Given instruction |
Which lines of the material below contain the word "grass"? Extract each one in full.
++++++
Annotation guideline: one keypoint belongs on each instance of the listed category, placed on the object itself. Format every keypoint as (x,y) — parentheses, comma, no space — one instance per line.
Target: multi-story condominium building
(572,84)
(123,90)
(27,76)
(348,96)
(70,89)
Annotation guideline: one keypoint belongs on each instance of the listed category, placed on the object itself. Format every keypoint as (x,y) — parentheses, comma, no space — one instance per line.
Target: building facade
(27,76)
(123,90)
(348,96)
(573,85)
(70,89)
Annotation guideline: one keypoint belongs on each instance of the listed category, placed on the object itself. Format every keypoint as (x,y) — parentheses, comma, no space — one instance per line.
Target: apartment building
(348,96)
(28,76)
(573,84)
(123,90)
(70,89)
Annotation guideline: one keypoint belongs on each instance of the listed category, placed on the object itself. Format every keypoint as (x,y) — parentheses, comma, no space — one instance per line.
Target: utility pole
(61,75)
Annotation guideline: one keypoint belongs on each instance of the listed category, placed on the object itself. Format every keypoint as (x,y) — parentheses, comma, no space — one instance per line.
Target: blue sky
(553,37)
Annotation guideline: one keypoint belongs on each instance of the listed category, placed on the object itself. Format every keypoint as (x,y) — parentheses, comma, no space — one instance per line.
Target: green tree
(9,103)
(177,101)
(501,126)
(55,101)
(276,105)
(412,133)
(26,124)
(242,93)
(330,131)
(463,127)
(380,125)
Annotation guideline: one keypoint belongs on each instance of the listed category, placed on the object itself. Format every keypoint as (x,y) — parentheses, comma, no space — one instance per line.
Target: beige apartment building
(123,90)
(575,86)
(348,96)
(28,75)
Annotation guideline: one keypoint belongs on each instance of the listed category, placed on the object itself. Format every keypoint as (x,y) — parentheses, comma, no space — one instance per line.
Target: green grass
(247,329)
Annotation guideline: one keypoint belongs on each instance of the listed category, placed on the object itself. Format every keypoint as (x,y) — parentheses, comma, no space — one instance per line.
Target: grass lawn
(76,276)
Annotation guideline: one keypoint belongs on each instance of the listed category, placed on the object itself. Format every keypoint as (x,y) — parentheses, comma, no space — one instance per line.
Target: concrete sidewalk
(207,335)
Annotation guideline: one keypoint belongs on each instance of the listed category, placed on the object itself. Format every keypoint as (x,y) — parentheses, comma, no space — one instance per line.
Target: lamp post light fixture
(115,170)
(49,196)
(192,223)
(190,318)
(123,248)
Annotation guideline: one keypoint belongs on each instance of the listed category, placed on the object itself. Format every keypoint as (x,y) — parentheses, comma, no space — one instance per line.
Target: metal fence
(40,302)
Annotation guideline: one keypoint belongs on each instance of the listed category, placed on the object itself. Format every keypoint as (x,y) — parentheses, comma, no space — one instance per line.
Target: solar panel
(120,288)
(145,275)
++++++
Response |
Target: green grass
Target: grass lawn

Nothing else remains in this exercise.